Record list:
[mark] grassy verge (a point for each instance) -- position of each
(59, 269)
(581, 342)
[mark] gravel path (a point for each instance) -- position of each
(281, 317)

Your instructions:
Copy out every line of the records above again, word for word and in the same order.

Task output:
[mark] grassy verge (a point for each instance) -- position of each
(59, 269)
(581, 342)
[mark] gravel path (a point for each instance) -- position of each
(281, 317)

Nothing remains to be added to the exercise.